▸ **Records shown**:
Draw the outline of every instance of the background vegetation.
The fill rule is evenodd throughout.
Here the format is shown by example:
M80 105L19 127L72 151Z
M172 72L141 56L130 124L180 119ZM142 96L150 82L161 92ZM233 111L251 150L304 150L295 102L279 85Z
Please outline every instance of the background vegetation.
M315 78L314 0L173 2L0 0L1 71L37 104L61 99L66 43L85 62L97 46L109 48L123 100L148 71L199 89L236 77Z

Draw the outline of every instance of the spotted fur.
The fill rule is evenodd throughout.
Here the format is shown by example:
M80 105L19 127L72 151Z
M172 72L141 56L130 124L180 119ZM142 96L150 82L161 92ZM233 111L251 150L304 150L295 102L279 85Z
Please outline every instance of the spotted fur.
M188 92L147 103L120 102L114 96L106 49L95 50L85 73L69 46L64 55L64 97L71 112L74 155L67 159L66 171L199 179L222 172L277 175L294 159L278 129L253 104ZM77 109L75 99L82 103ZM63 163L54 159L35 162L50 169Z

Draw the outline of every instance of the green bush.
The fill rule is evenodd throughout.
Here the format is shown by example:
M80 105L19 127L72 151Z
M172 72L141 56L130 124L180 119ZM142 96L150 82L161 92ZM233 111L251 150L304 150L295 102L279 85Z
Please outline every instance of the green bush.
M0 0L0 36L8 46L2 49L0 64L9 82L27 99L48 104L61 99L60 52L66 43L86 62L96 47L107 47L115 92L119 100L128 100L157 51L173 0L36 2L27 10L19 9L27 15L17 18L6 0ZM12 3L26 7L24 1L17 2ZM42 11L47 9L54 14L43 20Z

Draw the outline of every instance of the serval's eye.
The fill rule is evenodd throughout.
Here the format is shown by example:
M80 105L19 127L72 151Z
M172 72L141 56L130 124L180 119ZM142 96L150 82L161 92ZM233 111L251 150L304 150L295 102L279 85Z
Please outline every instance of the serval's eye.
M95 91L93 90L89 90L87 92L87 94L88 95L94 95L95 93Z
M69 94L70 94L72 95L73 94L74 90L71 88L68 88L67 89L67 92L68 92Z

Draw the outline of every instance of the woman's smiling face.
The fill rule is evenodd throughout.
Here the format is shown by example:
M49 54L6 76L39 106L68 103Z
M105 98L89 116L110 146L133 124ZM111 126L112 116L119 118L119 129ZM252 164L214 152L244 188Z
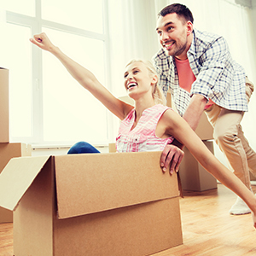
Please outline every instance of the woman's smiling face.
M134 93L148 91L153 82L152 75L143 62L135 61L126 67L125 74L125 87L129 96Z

▸ **Exercise details**:
Reproduce all of the material above with every occurrence of "fill rule" replaced by "winding rule" and nothing else altered, omitting the pictures.

▸ **Worked solution**:
Draw the outline of every instance of the background vegetation.
The winding rule is evenodd throughout.
Here the format is shown by example:
M80 105L19 127L72 151Z
M172 72L141 56L130 124L180 119ZM142 96L150 82L161 92ZM233 111L251 150L304 150L295 102L279 85Z
Please outline every instance of the background vegetation.
M315 78L314 0L173 2L0 0L1 71L37 104L61 99L66 43L85 62L97 46L109 48L123 100L148 71L199 89L236 77Z

Draw the outline of every instance of the spotted fur.
The winding rule is evenodd throughout.
Here the format is shown by example:
M80 105L19 127L72 151Z
M172 72L141 56L130 124L180 119ZM142 96L150 82L161 92ZM233 111L251 150L304 150L295 102L279 85Z
Please outline every instance of the spotted fur.
M188 92L147 103L120 102L114 96L106 49L95 50L85 73L69 46L64 55L64 97L71 112L74 155L67 159L66 171L199 179L222 172L277 175L294 159L278 129L253 104ZM77 109L75 99L82 103ZM63 163L54 159L35 162L50 169Z

Draw the outline of every instance of the green bush.
The winding rule is evenodd throughout.
Here the format is shown by example:
M80 105L19 127L72 151Z
M172 72L141 56L130 124L180 119ZM142 96L150 82L161 92ZM233 111L251 150L304 150L295 102L279 85Z
Please outline every instance of the green bush.
M0 0L0 36L8 46L2 49L0 64L9 82L27 99L48 104L61 99L60 52L66 43L86 62L96 47L107 47L115 92L119 100L128 100L157 51L173 0L36 2L27 10L19 9L27 15L17 18L6 0ZM12 3L26 7L24 1L17 2ZM42 11L47 9L54 14L43 20Z

Draw the outline of every instance of the serval's eye.
The winding rule is evenodd throughout.
Here the format is shown by example:
M80 105L19 127L72 151Z
M172 72L141 56L130 124L180 119ZM142 96L150 82L161 92ZM233 111L251 150L304 150L295 102L279 85Z
Please outline every instance of the serval's eye.
M95 91L93 90L89 90L87 92L87 94L88 95L94 95L95 93Z
M69 94L70 94L72 95L73 94L74 90L71 88L68 88L67 89L67 92L68 92Z

Draw the outline of every instance of the woman's smiling face.
The winding rule is evenodd throughout.
Here the format is shown by example:
M49 54L6 76L39 106L68 103Z
M105 98L89 116L110 146L133 124ZM111 126L112 116L119 118L119 129ZM252 164L214 152L244 188Z
Please outline every instance of the woman's smiling face.
M134 93L148 91L153 82L152 75L143 62L135 61L126 67L125 74L125 87L129 96Z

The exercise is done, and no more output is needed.